**Data listing**

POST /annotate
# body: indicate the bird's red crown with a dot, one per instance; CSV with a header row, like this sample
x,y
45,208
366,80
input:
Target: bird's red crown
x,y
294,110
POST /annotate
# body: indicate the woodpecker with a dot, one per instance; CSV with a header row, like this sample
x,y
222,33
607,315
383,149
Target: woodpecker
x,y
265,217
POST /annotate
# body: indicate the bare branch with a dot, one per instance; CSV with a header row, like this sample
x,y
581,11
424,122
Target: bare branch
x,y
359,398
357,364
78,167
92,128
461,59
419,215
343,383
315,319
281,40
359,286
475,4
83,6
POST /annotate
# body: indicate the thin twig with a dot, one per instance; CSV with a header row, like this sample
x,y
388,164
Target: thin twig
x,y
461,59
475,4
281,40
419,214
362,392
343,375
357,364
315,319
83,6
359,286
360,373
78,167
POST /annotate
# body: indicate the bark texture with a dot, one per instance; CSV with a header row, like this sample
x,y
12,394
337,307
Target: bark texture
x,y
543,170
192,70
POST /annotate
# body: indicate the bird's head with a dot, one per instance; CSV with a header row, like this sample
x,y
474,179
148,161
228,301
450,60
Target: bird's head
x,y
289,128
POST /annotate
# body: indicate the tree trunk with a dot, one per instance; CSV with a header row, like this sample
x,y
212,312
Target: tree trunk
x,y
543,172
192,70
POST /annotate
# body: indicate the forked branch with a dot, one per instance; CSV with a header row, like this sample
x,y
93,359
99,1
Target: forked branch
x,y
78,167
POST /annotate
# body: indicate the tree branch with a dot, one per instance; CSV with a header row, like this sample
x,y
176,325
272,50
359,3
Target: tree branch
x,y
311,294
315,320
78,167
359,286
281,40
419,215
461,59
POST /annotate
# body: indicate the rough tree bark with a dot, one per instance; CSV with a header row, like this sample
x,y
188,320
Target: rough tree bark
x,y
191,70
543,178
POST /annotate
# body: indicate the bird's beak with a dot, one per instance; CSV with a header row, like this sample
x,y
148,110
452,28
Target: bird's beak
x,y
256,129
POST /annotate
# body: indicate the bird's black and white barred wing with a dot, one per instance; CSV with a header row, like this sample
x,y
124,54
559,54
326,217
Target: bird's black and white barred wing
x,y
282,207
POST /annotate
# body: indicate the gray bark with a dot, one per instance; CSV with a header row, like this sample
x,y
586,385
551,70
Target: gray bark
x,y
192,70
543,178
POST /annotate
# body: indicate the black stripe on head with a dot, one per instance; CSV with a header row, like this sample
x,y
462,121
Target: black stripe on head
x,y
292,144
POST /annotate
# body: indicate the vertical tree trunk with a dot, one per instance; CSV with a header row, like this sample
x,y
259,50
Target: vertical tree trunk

**What you should do**
From the first line to the last, please quote the material above exactly.

**Completed task**
POST /annotate
# body: indicate the bird's red crown with a dot, one per instance; CSV with a header row, like this sample
x,y
45,208
366,80
input:
Target: bird's red crown
x,y
294,110
POST /annotate
# body: indicate the woodpecker with a dot, one per instance; CSV with a header row, like this sample
x,y
222,33
607,315
383,149
Target: woodpecker
x,y
265,217
POST /annotate
# body: indicate the bare branch with a dot, one per instance; CSV with a header row, like this sample
x,y
581,11
424,122
Target: bare branch
x,y
359,398
357,364
78,167
92,128
461,59
419,215
343,383
315,319
281,40
359,286
475,4
83,6
POST /annotate
# body: indicate the thin twig with a dot, one per instance; CSV with a header row, like this sample
x,y
388,164
Target: thin twig
x,y
461,59
475,4
281,40
419,214
362,392
343,375
357,364
315,319
83,6
359,286
360,373
78,167
POST /annotate
# body: indicate the bark texture with a dot, one per instance; CSV with a header row, like this sample
x,y
12,394
337,307
Target: bark texture
x,y
543,170
192,70
POST /annotate
# body: indicate the bird's head with a dot, one per instance; CSV with a header row, like this sample
x,y
474,179
148,161
228,301
450,60
Target: bird's head
x,y
289,128
POST /annotate
# body: indicate the tree trunk with a dot, one per instance; CSV with a header row, like this sample
x,y
212,312
Target: tree trunk
x,y
543,172
192,70
POST /annotate
# body: indicate the forked branch with a dot, one per instance; CSV with a header row, like this sample
x,y
93,359
99,1
Target: forked branch
x,y
78,167
POST /annotate
# body: indicate the tree branch with a dot, one per instance; CSV with a header row, like this sample
x,y
176,325
272,50
359,3
Target: tree branch
x,y
311,294
315,320
78,167
359,286
281,40
419,215
461,59
POST /annotate
# body: indicate the rough tree bark with a dot, one per instance; CSV with a header row, like this sample
x,y
188,320
Target: rough tree bark
x,y
191,70
543,178
POST /annotate
# body: indicate the bird's beak with a dot, one per instance; CSV with a header row, like this sample
x,y
148,110
452,28
Target: bird's beak
x,y
256,129
POST /annotate
# body: indicate the bird's black and white barred wing with a dot, one per instance; CSV with a header row, like this sample
x,y
124,54
559,54
326,217
Target: bird's black and white barred wing
x,y
282,207
POST /annotate
# body: indicate the gray bark with a dot, one per instance; CSV with a header row, like this sample
x,y
586,385
551,70
Target: gray bark
x,y
192,70
543,178
POST /annotate
# body: indicate the black stripe on head with a dot, one per instance; CSV with a header row, like this sample
x,y
462,121
Target: black stripe on head
x,y
292,144
POST /annotate
# body: indicate the vertical tree trunk with a dot, one per instance; CSV with a header row, like this sample
x,y
259,50
Target: vertical tree trunk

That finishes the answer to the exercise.